PROBLEM DETAILS
Please copy out the listing below word for word, every line of it, with nothing changed.

TASK DATA
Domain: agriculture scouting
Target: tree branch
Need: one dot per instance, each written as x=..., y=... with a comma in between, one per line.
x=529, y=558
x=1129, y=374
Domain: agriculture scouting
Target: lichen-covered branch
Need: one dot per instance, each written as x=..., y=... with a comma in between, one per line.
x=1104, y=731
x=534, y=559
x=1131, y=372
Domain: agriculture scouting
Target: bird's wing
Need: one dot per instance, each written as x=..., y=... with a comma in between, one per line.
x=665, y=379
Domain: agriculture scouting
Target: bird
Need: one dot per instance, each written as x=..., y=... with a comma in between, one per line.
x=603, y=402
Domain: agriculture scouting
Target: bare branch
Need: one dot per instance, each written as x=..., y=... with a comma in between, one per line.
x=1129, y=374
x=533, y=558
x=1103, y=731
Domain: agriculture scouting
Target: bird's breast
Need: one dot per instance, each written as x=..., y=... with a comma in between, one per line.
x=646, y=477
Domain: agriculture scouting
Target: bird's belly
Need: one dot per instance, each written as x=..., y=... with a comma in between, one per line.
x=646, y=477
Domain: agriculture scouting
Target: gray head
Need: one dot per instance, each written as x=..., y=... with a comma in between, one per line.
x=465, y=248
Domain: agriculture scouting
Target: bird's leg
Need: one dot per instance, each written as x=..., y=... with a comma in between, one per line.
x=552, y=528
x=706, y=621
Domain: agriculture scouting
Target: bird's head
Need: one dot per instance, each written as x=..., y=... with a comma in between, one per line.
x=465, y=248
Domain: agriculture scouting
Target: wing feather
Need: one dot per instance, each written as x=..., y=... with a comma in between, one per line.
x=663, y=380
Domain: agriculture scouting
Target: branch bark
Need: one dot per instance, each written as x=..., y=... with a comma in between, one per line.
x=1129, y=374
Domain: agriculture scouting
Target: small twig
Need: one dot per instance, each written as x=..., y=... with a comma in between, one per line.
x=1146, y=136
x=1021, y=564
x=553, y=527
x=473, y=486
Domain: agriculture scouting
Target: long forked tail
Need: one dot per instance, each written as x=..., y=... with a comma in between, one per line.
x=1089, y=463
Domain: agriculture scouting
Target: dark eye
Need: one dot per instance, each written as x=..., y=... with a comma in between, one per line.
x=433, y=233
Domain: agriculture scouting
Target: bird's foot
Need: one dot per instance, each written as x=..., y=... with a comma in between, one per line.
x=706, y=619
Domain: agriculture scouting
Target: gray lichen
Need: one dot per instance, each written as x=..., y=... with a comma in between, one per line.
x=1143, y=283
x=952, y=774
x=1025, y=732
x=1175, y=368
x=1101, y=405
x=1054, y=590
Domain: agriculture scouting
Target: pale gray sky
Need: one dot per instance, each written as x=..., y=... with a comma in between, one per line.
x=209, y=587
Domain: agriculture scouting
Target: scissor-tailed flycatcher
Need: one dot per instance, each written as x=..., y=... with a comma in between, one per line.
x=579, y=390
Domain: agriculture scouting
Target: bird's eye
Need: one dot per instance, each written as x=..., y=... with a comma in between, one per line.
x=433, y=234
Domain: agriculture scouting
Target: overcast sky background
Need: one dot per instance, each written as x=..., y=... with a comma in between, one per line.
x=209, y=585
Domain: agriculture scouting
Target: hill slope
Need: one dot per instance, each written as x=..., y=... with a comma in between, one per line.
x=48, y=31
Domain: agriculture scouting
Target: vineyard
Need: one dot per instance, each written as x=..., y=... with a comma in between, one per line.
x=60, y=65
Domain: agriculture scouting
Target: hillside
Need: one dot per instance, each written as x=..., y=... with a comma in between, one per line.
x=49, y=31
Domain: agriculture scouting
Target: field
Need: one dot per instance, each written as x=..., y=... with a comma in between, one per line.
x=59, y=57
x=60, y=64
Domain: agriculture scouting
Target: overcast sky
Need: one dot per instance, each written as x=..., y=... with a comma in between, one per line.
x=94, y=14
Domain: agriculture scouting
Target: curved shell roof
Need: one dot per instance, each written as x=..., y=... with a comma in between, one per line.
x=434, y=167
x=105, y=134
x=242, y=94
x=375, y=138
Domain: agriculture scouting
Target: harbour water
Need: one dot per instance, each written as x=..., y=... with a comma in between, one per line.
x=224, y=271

EXPECTED OUTPUT
Domain: agriculture scouting
Target: tree branch
Need: one dot per instance, each written as x=..., y=... with a comma in between, one per line.
x=529, y=558
x=1129, y=374
Domain: agriculture scouting
Target: lichen-covered branch
Need: one dot per instance, each written as x=..., y=... with a comma in between, one per line.
x=1104, y=731
x=534, y=559
x=1131, y=372
Domain: agriculture scouting
Target: bird's wing
Need: one dot per instance, each written as x=..., y=... with a comma in between, one per line.
x=665, y=379
Domain: agriculture scouting
Target: bird
Need: one dot per instance, each written as x=..., y=... with a comma in between, one per line.
x=603, y=402
Domain: agriculture scouting
Target: bare branch
Need: one dot per instance, each written as x=..., y=... with a comma in between, one per line.
x=1129, y=374
x=533, y=558
x=1103, y=731
Domain: agriculture scouting
Target: bird's breast
Need: one dot per instance, each written as x=..., y=... with a comma in between, one per line.
x=646, y=477
Domain: agriculture scouting
Target: bird's belly
Need: one dot per instance, each written as x=..., y=... with a comma in between, one per line.
x=646, y=477
Domain: agriculture scouting
Target: gray head
Need: one dot per instance, each written as x=..., y=... with a comma in between, one per line.
x=465, y=248
Domain: agriculture scouting
Target: bird's leg
Need: one dot per instance, each written as x=..., y=... with a comma in between, one per line.
x=552, y=528
x=706, y=621
Domain: agriculture scouting
Target: bird's head
Need: one dot per instance, each written as x=..., y=... with a comma in between, one per line.
x=465, y=248
Domain: agriculture scouting
Target: wing feather
Need: one dot per instance, each written as x=..., y=... with a comma in between, one per line.
x=663, y=380
Domain: agriculture scouting
Target: branch bark
Need: one dot per instance, each written as x=..., y=... with a comma in between, one per line.
x=1129, y=374
Domain: agriculture scouting
Target: small twig
Need: one dot per instance, each written as x=..., y=... with a comma in between, one per line.
x=1146, y=136
x=1021, y=564
x=553, y=527
x=473, y=486
Domain: agriculture scouting
Target: long forked tail
Need: one dot per instance, each written as x=..., y=... with a comma in between, one per line.
x=1089, y=463
Domain: agriculture scouting
Target: dark eye
Need: one dot per instance, each written as x=..., y=... with a comma in between, one per line.
x=433, y=233
Domain: agriculture scouting
Target: bird's foot
Need: one dot per instance, each written as x=..., y=... with a comma in between, one per line.
x=706, y=619
Domain: agriculture scouting
Target: gray lichen
Need: one dot per instance, each written as x=..., y=... with a comma in between, one per line.
x=1143, y=283
x=952, y=774
x=1025, y=732
x=1175, y=368
x=1101, y=405
x=1054, y=590
Domain: agriculture scouting
Target: pale gray sky
Need: one dot per instance, each written as x=..., y=... with a comma in between, one per line.
x=209, y=587
Domain: agriculture scouting
Target: scissor-tailed flycatcher
Need: one dot per instance, each written as x=..., y=... with a comma in between, one per line.
x=579, y=390
Domain: agriculture scouting
Target: bird's eye
Need: one dot per instance, each written as x=..., y=... with a comma in between, one per line.
x=433, y=234
Domain: agriculture scouting
Target: overcast sky background
Need: one dot per instance, each written as x=..., y=... with a comma in between, one per line.
x=209, y=585
Domain: agriculture scouting
Target: hill slope
Need: one dot per instance, each written as x=..., y=... with a comma in between, one per line.
x=48, y=31
Domain: agriculture scouting
Target: vineyard
Need: one dot per instance, each written as x=..., y=... with a comma in between, one per line.
x=60, y=65
Domain: agriculture scouting
Target: hillside
Need: one dot per instance, each written as x=..., y=... with a comma in between, one per line.
x=49, y=31
Domain: agriculture scouting
Target: field
Need: one dot per instance, each written as x=..., y=... with a comma in between, one per line.
x=59, y=57
x=60, y=64
Domain: agriculture scouting
Target: overcast sky
Need: one dot per instance, each written as x=..., y=... with a comma in between, one per line.
x=94, y=14
Domain: agriculture scouting
Target: curved shell roof
Need: one dot per instance, each written as x=..., y=... with a comma in between, one per line.
x=434, y=167
x=105, y=134
x=242, y=94
x=375, y=138
Domain: agriculture scouting
Target: harbour water
Need: one dot per instance, each written as x=..., y=... with a comma in between, one per line.
x=224, y=271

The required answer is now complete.